__What to produce__. Reproduce the Wallström text from "During Wallström's December" to "on Israeli–Palestinian conflict.", replacing "scheduling conflicts" with "prior commitments".

-- begin Selected extract --

In December 2018 Wallström met with Iranian deputy foreign minister Abbas Araghchi in her office, a meeting which was unannounced by the Swedish Ministry for Foreign Affairs.
One of Wallström's main foreign policy goals was to secure one of the non-permanent seats for Sweden on the UN Security Council in the 2016 elections. This was achieved on 28 June 2016.
In December 2015 Wallström denounced the ongoing wave of Palestinian knife and car-ramming attacks in Israel. However, on 12 January 2016, Wallström called for an investigation into whether Israel was guilty of the extrajudicial killings of Palestinians during the violence, causing further anger in the Israeli political establishment. The Foreign Ministry of Israel issued an official statement saying that Wallström's "irresponsible and delirious statements are giving support to terrorism and encouraging violence". This also caused further deterioration in Israel-Sweden relations, and Deputy Foreign Minister of Israel Tzipi Hotovely declared that Swedish politicians of the rank of deputy minister and above are not welcome in Israel. Though she later clarified that it was only the Foreign Minister and her aids what are not welcome. International law expert Noah Feldman stated Wallström misunderstands international law, which does not apply in these cases.
During Wallström's December 2016 visit to Israel and the Palestinian Authority, many Israeli officials, including Prime Minister Benjamin Netanyahu, refused to meet her, citing scheduling conflicts. Some sources suggest that the refusal stemmed from Wallström's policy on Israeli–Palestinian conflict.
On 15 January 2016, Aftonbladet published information that Wallström was one of several labour officials who rented apartment in Stockholm, owned by the Swedish Municipal Workers' Union, bypassing an average eight-year waiting list. Wallström replied that she acted in good faith and received a confirmation from highest-ranking officials, that all norms and rules were followed. Wallström accused the union's general secretary Annelie Nordström of not being truthful. The affair caused a controversy and prompted an investigation by a special prosecutor. The prosecutor closed the investigation in May 2016 and cleared Wallström, stating that there was no evidence any crime had been committed.
On 24 August 2016 Wallström tweeted that "Turkish decision to allow sex with children under 15 must be reversed. Children need more protection, not less, against violence, sex abuse." This was after the Constitutional Court of Turkey cancelled a constitutional provision that made all sexual activities with children under the age of 15 criminal as sexual abuse. Turkish foreign minister Mevlüt Çavuşoğlu summoned Swedish ambassador for reprimand meeting and deputy prime minister Mehmet Simsek accused Wallström of being misinformed and acting without checking all facts. The original case was brought to the Constitutional Court by a lower court that was afraid there is no legal discrimination between teenagers that may understand the meaning of sex and toddlers that do not understand it.
In December 2014, Wallström called in the Russian ambassador to Sweden, Victor Ivanovitj Tatarintsev, over the behaviour of a Russian military jet which Swedish authorities said had caused an SAS flight from Copenhagen to Poznan, Poland, to change course off southern Sweden; the incident inflamed sensitivities over Russian flights in the Nordic region, driven in part by tensions over separatism in eastern Ukraine. On 11 September 2015, she again summoned Russia's ambassador to explain comments from the Russian foreign ministry warning of "consequences" if Sweden joins NATO.

-- end Selected extract --
-- begin Source excerpt --

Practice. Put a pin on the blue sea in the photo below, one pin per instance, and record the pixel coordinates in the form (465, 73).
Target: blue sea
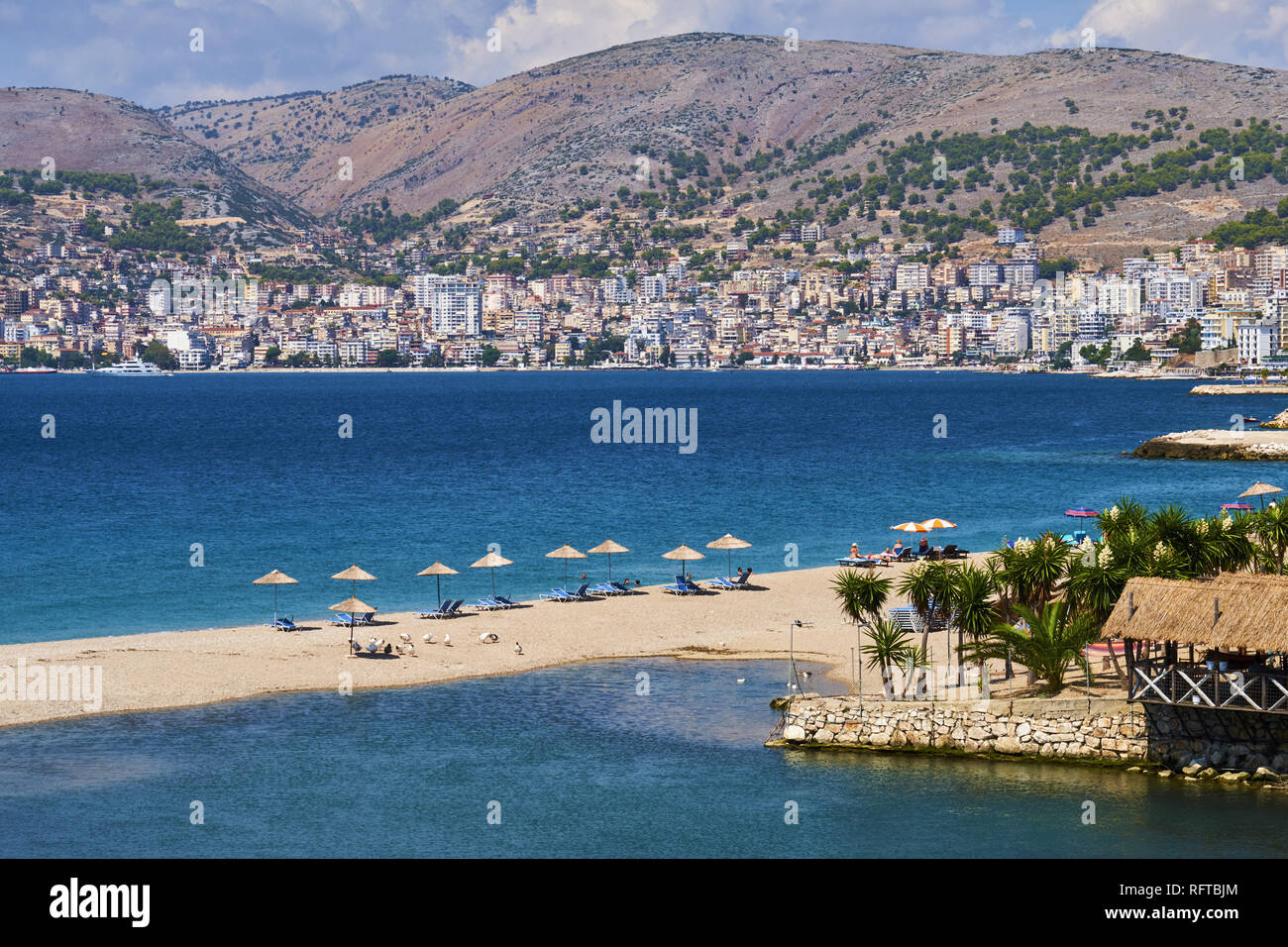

-- end Source excerpt --

__Result__.
During Wallström's December 2016 visit to Israel and the Palestinian Authority, many Israeli officials, including Prime Minister Benjamin Netanyahu, refused to meet her, citing prior commitments. Some sources suggest that the refusal stemmed from Wallström's policy on Israeli–Palestinian conflict.